START INPUT ROWS
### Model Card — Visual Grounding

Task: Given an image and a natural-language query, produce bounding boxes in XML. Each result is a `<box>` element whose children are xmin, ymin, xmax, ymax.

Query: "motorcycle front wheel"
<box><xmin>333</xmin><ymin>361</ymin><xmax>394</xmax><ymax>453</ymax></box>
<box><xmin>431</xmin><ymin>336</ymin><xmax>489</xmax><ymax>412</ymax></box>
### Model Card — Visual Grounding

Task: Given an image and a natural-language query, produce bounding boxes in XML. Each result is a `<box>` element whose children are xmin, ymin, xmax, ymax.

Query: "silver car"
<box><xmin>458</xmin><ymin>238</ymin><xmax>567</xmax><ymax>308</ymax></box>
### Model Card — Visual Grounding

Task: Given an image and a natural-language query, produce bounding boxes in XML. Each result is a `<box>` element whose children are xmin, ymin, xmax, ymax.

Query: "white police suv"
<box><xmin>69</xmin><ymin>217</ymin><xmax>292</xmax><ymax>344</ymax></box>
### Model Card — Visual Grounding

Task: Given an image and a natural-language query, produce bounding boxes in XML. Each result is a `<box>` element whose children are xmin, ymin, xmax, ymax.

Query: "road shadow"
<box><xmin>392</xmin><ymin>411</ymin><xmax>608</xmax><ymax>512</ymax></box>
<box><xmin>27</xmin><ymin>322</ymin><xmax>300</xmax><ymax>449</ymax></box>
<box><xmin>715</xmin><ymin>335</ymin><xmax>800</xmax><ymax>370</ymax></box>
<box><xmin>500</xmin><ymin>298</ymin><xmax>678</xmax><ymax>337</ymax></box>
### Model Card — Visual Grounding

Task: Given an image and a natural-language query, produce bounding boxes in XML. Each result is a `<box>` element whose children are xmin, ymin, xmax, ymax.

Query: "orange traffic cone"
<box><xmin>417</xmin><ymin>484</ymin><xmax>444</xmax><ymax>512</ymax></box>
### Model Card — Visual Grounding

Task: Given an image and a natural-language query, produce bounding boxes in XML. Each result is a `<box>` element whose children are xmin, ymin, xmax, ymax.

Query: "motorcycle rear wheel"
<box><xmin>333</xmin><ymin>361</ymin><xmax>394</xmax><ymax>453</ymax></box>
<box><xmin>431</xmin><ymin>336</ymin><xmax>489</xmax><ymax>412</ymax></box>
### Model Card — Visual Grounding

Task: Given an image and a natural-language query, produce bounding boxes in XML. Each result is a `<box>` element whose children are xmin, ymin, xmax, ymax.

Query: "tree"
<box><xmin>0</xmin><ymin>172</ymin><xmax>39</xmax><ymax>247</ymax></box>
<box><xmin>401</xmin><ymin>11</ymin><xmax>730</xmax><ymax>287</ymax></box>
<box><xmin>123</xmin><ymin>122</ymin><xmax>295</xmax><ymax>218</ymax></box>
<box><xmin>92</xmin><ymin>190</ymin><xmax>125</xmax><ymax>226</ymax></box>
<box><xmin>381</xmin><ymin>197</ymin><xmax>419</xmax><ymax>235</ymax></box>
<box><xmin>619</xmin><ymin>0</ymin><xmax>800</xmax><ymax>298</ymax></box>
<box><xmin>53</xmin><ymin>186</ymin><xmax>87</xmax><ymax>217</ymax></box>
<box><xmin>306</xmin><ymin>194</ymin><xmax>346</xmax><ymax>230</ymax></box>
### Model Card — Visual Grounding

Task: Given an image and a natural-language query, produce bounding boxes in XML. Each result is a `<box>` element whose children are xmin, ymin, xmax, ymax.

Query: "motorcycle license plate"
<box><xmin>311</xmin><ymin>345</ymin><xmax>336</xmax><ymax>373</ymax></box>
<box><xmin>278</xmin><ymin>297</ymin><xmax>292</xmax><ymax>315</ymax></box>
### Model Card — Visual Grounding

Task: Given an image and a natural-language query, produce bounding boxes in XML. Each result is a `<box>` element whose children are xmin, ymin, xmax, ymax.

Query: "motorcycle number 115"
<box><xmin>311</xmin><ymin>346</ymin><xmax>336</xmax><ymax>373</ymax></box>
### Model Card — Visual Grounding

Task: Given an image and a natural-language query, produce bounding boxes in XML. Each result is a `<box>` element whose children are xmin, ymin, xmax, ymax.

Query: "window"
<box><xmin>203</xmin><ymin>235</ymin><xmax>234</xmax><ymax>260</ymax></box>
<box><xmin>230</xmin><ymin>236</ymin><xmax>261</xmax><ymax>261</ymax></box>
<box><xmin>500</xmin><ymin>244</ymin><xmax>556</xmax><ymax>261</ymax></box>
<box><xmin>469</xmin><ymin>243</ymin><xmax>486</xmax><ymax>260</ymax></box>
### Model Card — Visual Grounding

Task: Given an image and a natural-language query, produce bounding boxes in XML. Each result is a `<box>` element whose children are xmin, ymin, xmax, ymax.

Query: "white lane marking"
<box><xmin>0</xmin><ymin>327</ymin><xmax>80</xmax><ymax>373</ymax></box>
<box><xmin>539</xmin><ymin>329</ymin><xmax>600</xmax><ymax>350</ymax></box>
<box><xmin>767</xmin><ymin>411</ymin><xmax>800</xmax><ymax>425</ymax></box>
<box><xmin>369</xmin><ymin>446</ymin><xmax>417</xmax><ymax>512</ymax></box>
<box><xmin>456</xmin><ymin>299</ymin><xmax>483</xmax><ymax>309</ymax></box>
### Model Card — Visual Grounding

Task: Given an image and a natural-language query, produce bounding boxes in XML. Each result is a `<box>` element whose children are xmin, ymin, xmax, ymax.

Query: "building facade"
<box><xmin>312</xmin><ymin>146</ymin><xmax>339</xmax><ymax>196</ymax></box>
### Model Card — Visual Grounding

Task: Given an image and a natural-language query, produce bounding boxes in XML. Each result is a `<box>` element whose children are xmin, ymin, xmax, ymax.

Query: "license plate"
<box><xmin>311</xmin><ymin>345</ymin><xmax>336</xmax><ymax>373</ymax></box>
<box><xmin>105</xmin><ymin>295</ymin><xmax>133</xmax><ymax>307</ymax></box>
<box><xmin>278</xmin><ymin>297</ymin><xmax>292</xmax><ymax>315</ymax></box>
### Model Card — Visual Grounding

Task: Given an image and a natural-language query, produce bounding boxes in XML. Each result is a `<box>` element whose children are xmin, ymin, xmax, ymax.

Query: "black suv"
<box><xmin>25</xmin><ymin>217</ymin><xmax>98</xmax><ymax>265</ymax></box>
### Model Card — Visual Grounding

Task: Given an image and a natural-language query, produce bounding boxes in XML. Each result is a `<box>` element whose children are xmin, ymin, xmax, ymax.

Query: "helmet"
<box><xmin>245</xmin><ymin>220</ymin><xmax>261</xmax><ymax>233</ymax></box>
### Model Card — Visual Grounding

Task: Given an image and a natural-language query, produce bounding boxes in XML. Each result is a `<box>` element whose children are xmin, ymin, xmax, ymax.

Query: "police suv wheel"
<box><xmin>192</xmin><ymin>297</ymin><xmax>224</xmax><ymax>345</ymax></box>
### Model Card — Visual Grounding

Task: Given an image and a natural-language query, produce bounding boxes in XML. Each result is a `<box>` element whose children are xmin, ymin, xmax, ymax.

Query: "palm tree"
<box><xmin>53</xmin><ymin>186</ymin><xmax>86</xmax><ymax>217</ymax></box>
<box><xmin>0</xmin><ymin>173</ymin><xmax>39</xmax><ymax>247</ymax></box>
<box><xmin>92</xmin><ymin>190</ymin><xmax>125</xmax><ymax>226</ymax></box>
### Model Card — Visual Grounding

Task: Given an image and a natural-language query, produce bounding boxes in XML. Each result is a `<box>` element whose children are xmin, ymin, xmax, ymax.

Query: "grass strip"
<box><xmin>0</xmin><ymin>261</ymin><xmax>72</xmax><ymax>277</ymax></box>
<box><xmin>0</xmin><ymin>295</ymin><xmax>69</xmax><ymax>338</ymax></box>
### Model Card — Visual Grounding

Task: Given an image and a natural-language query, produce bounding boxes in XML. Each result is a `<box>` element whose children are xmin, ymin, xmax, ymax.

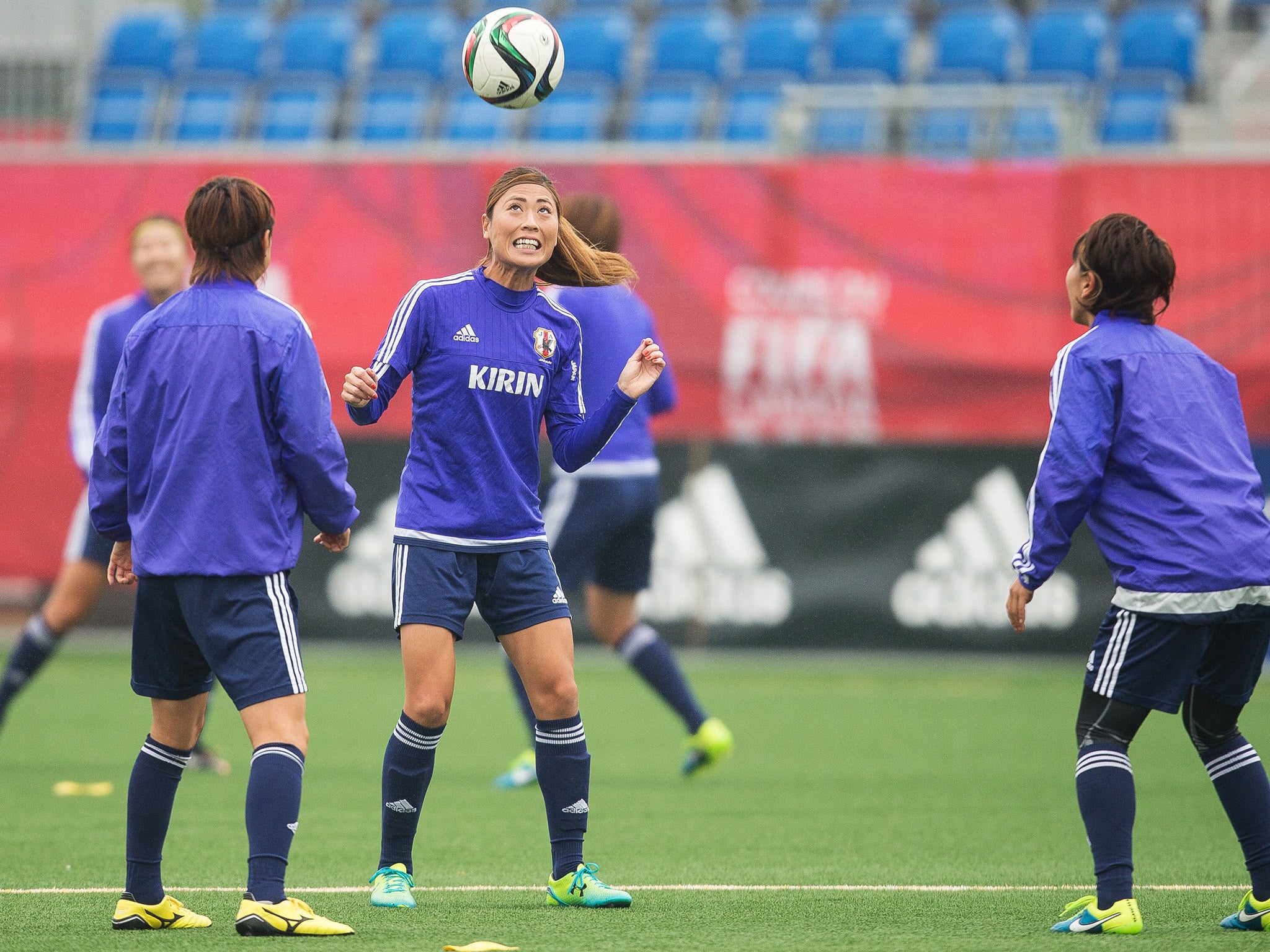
END INPUT ROWS
* BRIEF
Locate each line above that contains the string "police" and copy those lines. Letter case matters.

* EXERCISE OUTPUT
Query: "white police suv"
Query: "police suv wheel"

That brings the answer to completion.